Dataset excerpts
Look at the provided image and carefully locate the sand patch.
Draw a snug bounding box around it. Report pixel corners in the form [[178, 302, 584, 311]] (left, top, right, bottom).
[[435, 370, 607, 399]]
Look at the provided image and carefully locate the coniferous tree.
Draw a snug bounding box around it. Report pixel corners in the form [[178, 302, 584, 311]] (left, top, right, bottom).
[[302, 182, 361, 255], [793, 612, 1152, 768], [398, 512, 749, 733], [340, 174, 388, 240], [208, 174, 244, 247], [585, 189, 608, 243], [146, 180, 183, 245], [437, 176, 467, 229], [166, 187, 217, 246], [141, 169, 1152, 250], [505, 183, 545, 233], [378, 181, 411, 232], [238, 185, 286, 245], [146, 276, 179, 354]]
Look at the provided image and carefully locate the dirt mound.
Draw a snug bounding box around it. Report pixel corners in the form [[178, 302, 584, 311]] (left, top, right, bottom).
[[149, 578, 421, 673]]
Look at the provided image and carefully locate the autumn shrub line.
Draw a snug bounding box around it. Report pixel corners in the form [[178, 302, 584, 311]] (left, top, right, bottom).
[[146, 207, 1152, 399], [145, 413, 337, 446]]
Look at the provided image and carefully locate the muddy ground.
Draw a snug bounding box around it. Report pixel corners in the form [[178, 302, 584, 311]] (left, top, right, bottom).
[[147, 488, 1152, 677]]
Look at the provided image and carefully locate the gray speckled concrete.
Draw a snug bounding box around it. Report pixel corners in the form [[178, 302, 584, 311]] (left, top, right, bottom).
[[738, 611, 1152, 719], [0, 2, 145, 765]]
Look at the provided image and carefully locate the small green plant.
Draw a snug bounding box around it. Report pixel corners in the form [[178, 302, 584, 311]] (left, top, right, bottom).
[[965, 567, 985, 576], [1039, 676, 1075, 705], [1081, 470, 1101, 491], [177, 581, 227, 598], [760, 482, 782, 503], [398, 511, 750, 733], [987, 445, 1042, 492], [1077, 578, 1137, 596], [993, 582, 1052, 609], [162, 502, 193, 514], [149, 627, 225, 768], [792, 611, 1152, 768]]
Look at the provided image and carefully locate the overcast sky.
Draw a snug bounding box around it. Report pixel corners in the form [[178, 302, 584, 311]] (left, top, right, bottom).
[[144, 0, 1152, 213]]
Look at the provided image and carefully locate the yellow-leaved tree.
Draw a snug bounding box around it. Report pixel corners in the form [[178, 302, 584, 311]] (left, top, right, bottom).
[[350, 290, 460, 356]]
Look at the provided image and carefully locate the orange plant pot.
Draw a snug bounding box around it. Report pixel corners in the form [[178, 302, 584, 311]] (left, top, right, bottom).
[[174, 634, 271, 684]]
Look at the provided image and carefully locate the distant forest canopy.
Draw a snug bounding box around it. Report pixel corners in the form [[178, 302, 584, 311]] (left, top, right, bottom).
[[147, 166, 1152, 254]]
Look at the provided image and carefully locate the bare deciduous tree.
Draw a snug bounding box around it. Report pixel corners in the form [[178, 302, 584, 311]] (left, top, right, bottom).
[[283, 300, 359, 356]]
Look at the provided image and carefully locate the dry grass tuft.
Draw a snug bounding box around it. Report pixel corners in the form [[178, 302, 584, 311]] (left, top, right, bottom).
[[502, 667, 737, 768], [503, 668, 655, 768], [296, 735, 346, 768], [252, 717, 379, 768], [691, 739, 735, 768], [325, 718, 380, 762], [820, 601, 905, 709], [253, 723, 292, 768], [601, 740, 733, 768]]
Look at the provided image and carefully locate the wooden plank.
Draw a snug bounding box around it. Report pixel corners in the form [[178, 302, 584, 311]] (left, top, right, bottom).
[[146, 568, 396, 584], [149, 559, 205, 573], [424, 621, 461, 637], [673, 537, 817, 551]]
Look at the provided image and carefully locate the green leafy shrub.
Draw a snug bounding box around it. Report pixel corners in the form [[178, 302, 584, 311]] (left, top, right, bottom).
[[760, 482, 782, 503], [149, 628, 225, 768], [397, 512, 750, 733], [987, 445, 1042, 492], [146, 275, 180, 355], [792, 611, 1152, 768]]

Required action:
Find out how many lines in the data above hold the word "plant". Write only the number.

Response box:
2